Please copy every line of the records below that holds the word "branch".

(Saved entries)
>>>>

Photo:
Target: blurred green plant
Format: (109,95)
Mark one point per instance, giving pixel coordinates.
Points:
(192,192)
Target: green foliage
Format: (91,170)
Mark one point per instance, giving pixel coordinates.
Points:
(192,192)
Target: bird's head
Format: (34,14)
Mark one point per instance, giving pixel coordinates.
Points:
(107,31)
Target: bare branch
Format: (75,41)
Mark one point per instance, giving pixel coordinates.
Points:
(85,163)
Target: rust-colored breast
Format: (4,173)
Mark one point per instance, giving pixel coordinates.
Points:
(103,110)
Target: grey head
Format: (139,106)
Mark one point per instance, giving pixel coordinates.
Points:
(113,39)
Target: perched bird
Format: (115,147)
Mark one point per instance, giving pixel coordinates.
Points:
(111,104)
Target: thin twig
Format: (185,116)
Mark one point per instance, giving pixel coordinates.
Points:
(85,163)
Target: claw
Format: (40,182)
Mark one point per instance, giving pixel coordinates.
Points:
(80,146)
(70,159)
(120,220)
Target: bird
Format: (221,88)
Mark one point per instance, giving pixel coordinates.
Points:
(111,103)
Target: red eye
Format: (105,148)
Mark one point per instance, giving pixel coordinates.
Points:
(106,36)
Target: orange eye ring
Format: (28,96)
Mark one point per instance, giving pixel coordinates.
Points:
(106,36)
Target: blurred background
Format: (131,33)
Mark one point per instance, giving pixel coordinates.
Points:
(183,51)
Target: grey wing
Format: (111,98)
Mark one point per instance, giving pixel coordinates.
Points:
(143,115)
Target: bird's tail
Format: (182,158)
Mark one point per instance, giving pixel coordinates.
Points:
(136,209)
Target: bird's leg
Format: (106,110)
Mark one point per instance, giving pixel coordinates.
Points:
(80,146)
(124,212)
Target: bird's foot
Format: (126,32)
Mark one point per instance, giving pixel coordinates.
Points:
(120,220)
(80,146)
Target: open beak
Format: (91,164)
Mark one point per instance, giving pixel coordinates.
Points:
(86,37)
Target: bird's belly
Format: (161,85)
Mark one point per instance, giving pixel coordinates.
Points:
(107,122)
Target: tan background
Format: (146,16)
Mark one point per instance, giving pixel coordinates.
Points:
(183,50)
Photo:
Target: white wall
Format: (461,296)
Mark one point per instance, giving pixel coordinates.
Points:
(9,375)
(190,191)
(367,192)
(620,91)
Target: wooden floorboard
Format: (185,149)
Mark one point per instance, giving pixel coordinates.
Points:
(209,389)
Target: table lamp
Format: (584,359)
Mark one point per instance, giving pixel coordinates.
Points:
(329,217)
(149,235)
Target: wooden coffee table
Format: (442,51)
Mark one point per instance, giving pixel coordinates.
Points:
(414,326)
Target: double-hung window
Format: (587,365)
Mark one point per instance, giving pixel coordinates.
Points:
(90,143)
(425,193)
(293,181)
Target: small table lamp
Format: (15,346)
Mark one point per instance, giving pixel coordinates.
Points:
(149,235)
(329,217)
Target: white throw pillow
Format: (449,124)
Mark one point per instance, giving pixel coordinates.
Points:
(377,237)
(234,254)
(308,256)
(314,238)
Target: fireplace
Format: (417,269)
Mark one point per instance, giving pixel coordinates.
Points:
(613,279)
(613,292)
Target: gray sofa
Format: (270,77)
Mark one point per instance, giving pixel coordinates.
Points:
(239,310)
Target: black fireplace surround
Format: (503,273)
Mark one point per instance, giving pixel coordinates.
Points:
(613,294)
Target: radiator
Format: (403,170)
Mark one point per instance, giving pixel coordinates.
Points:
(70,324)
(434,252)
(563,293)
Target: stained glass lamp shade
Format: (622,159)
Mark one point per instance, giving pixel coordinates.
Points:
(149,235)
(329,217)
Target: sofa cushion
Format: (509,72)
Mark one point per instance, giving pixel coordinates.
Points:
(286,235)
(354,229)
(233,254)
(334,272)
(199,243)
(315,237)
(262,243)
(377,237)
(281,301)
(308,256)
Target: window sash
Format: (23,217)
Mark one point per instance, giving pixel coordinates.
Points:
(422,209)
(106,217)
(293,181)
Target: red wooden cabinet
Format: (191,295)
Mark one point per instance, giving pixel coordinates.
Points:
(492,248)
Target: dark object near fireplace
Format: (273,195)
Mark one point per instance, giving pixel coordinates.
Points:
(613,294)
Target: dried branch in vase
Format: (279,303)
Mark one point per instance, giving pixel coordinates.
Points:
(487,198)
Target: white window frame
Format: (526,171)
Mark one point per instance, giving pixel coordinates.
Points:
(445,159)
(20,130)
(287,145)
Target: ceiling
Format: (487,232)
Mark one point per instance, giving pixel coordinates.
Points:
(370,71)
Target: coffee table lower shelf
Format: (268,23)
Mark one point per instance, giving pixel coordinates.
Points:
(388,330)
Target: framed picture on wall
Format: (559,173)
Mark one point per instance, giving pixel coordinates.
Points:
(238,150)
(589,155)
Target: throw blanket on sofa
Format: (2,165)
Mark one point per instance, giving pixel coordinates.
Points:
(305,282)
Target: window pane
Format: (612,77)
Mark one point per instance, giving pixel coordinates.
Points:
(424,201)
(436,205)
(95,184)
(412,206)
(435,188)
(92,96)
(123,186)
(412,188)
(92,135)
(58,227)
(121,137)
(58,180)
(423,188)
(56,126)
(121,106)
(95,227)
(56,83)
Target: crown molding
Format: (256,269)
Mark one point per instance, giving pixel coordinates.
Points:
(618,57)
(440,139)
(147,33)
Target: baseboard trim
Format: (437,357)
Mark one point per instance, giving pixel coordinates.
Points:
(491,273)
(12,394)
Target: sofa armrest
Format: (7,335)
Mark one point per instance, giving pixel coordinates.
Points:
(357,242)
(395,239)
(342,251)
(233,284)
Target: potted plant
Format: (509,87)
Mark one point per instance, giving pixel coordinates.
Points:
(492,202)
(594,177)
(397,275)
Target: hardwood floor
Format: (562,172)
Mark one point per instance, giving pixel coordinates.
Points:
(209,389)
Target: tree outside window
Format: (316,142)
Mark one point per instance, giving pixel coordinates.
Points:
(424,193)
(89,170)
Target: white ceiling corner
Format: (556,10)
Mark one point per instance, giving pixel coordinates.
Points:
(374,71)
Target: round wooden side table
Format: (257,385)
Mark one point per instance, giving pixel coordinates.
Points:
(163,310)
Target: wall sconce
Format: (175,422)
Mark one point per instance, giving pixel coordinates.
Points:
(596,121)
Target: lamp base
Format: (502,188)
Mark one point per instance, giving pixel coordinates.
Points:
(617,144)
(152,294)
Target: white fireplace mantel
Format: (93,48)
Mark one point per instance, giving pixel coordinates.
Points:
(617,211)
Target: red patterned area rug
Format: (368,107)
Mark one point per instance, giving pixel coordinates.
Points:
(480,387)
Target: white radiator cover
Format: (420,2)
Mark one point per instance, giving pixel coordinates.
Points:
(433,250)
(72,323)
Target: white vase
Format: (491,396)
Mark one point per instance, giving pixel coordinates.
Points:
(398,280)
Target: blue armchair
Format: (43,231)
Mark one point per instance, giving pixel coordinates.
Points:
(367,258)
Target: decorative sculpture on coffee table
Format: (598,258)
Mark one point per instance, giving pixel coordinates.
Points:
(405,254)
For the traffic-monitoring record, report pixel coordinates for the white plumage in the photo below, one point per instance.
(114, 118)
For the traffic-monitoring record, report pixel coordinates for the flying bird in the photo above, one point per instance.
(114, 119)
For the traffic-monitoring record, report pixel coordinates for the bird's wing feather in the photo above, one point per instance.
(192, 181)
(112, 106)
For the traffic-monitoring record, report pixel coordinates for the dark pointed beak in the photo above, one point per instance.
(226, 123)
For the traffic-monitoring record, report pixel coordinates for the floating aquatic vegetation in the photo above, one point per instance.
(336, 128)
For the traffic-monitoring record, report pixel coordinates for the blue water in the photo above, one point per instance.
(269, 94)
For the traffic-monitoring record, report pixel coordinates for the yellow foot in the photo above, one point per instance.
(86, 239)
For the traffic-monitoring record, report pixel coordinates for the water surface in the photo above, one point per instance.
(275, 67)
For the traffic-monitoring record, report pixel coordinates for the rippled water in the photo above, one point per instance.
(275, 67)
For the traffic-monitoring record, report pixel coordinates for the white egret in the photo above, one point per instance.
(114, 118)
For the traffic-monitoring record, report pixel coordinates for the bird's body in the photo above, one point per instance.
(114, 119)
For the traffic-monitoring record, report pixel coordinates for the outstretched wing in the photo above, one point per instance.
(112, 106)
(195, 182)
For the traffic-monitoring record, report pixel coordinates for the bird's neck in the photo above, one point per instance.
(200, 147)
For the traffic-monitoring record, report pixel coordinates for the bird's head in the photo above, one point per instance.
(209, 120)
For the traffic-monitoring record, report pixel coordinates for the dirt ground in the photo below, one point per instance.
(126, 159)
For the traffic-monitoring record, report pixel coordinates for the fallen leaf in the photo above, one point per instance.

<<<<

§ **EXERCISE SOLUTION**:
Target: bare branch
Target: dried branch in vase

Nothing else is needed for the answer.